* WORK TO COMPLETE *
Set down exactly the lines in the records below that run from the line with "Would you kindly indicate the forehead" to the line with "Would you kindly indicate the dark suit", inclusive, and nothing more.

* EXERCISE DATA *
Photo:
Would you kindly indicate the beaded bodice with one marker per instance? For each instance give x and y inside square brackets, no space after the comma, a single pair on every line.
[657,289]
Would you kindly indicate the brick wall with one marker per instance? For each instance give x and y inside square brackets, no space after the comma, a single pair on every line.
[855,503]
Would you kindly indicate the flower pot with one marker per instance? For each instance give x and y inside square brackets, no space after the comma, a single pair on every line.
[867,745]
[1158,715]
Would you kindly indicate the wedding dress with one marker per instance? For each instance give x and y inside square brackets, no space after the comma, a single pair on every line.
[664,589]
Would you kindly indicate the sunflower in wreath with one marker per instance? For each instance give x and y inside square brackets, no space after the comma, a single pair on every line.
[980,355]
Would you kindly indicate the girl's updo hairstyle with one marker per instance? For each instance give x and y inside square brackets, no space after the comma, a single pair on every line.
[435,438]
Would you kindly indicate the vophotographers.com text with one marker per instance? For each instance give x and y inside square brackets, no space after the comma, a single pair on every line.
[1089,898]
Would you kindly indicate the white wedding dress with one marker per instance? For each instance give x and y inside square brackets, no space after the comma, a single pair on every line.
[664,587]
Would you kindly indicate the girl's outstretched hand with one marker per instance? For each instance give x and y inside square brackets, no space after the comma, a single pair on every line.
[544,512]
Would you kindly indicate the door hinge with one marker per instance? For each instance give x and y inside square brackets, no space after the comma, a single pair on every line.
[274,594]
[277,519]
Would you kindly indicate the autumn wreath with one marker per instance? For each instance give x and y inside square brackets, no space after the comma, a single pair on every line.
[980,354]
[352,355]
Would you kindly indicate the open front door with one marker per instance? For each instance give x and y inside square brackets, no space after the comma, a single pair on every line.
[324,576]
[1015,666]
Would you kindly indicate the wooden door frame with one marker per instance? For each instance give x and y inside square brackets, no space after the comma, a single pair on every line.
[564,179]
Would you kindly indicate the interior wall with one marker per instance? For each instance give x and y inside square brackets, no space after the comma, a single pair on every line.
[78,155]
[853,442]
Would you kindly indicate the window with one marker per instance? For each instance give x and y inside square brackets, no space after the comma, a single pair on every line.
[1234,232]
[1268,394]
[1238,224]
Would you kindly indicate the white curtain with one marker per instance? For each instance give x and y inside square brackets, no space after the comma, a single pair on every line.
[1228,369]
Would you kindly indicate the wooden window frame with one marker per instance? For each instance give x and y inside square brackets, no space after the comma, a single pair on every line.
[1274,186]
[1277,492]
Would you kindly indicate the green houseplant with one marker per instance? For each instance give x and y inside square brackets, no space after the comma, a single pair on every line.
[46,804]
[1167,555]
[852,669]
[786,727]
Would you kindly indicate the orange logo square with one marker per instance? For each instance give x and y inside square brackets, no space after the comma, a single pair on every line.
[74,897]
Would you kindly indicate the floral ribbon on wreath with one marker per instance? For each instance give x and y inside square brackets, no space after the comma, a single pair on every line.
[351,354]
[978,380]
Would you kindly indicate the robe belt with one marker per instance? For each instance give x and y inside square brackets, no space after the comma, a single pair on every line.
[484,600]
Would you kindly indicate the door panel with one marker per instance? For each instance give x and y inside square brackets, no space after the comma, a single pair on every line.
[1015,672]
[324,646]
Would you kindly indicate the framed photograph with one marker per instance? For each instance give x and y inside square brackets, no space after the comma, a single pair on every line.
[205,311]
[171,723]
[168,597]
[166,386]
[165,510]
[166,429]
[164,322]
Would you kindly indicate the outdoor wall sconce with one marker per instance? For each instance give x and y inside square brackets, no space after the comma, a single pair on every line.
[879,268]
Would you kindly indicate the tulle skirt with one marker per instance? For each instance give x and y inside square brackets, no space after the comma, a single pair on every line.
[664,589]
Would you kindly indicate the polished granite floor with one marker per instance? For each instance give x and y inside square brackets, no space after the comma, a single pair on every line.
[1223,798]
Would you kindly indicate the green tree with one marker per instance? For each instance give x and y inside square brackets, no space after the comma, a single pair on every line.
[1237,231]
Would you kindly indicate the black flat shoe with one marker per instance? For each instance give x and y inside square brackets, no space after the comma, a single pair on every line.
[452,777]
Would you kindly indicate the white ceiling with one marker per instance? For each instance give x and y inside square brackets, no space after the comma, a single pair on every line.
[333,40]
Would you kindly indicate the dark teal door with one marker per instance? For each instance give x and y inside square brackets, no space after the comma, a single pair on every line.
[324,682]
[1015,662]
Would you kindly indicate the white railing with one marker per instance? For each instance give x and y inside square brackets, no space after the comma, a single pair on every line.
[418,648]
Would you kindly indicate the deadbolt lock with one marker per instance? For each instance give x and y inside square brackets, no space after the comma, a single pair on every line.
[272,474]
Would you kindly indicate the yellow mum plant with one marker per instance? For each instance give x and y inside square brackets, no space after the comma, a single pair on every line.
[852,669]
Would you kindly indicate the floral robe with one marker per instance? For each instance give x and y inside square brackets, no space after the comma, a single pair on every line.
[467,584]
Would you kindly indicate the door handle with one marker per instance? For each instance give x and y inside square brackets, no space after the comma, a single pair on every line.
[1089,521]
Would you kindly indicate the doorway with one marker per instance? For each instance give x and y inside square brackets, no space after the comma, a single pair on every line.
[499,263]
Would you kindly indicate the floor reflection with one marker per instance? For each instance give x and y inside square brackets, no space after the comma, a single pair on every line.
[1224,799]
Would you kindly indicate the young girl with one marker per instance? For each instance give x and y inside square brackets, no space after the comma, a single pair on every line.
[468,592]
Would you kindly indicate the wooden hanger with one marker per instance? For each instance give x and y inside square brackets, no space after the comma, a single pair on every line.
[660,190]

* * *

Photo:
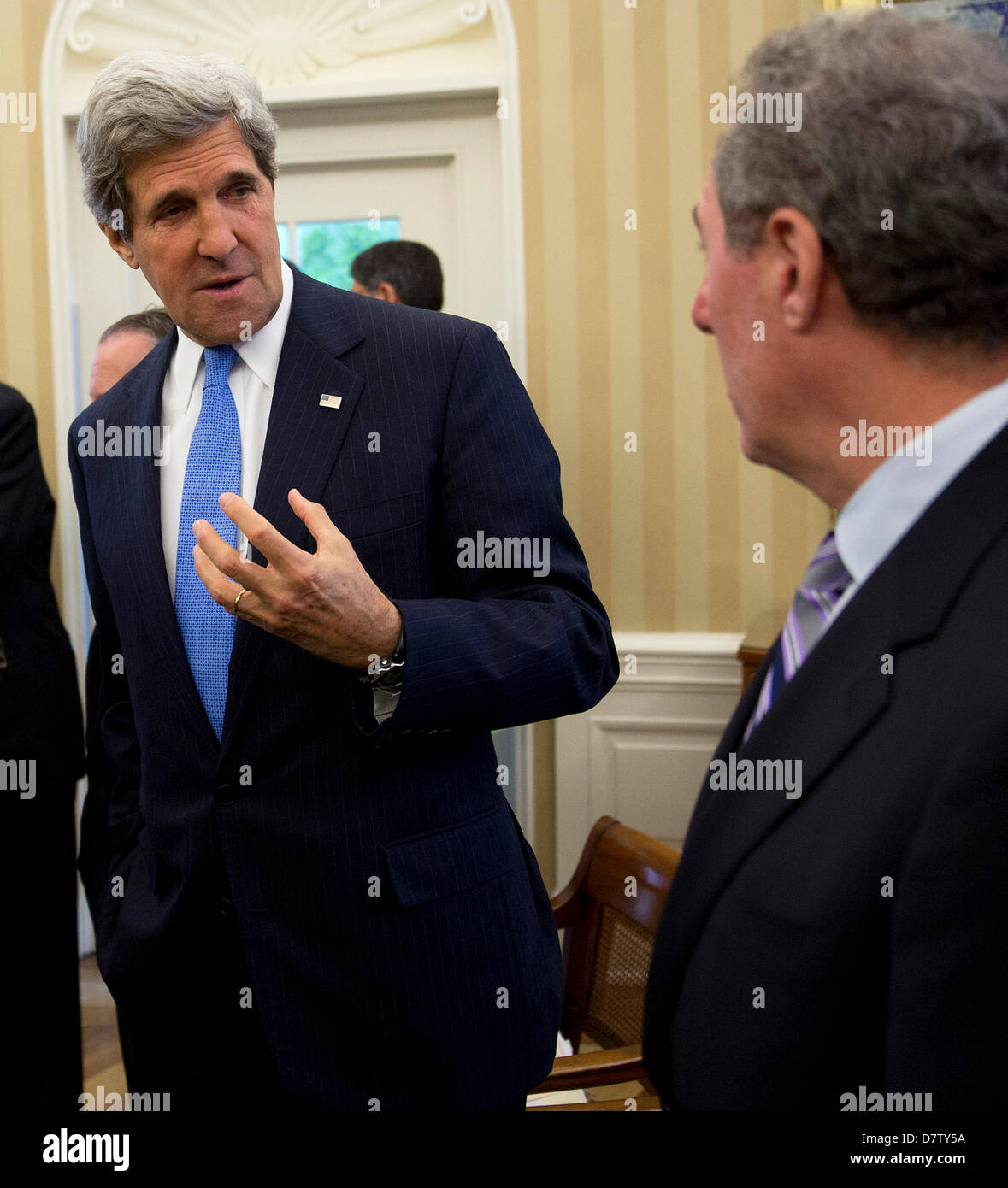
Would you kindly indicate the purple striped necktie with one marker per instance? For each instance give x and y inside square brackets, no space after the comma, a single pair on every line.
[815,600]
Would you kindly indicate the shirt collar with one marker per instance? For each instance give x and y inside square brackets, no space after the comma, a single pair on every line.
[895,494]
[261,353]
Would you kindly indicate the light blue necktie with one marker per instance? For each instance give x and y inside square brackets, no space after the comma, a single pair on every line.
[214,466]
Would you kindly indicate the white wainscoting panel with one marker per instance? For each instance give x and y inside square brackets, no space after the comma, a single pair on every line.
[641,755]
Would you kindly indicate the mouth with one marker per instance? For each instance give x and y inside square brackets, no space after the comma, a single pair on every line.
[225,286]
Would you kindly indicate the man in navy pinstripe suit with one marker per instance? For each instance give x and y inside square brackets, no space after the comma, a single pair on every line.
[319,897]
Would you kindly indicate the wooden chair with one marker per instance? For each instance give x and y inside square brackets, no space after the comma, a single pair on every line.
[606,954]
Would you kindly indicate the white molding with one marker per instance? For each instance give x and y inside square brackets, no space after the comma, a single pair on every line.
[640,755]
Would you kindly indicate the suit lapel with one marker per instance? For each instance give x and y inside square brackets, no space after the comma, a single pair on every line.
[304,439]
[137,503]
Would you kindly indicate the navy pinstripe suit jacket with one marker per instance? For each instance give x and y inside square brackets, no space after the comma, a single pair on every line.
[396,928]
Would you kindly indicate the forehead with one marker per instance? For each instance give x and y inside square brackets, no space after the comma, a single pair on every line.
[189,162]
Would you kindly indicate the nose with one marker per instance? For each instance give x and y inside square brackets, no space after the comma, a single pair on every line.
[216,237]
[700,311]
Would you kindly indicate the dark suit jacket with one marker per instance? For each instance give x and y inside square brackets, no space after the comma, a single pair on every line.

* EXERCISE RESPONSE *
Would you kindly indicate the forehead with one marker per instance? For each instance give x and y inside square brackets, no space after the comma, a single pair on every line.
[189,162]
Would you kindly indicate the nose with one marker per instance? For each instance give x and y inside square brackets, no space after the comma, a single pair on every line.
[216,237]
[700,311]
Would you kindly indicate the dark suit jacket with one marker per instance? For each instance give x and y inside square brackets, no space after the comma, a single pair on every line.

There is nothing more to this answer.